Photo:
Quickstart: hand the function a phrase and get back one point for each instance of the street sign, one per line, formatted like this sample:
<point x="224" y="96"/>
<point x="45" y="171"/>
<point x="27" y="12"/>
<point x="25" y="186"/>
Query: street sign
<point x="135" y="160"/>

● ● ● ● ●

▶ Goal of the exercise: Copy out the data above word for word, keeping every line and mark unchanged.

▶ Response for this exercise:
Photo:
Quickstart: hand the function a phrase and get back one point for each instance of the street sign, one per line, formatted like this sample:
<point x="224" y="96"/>
<point x="45" y="171"/>
<point x="27" y="12"/>
<point x="25" y="186"/>
Query: street sign
<point x="135" y="160"/>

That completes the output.